- Opening Delimiter -
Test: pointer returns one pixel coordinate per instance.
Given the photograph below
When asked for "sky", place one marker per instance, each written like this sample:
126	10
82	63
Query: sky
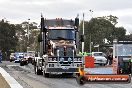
- Closing Delimiter -
Assignment. Write out each line above containing "instance".

Exercise solution.
Test: pointer returns one pixel coordinate per instance.
When asked for "sky", place one marker per instance, each written like this sample:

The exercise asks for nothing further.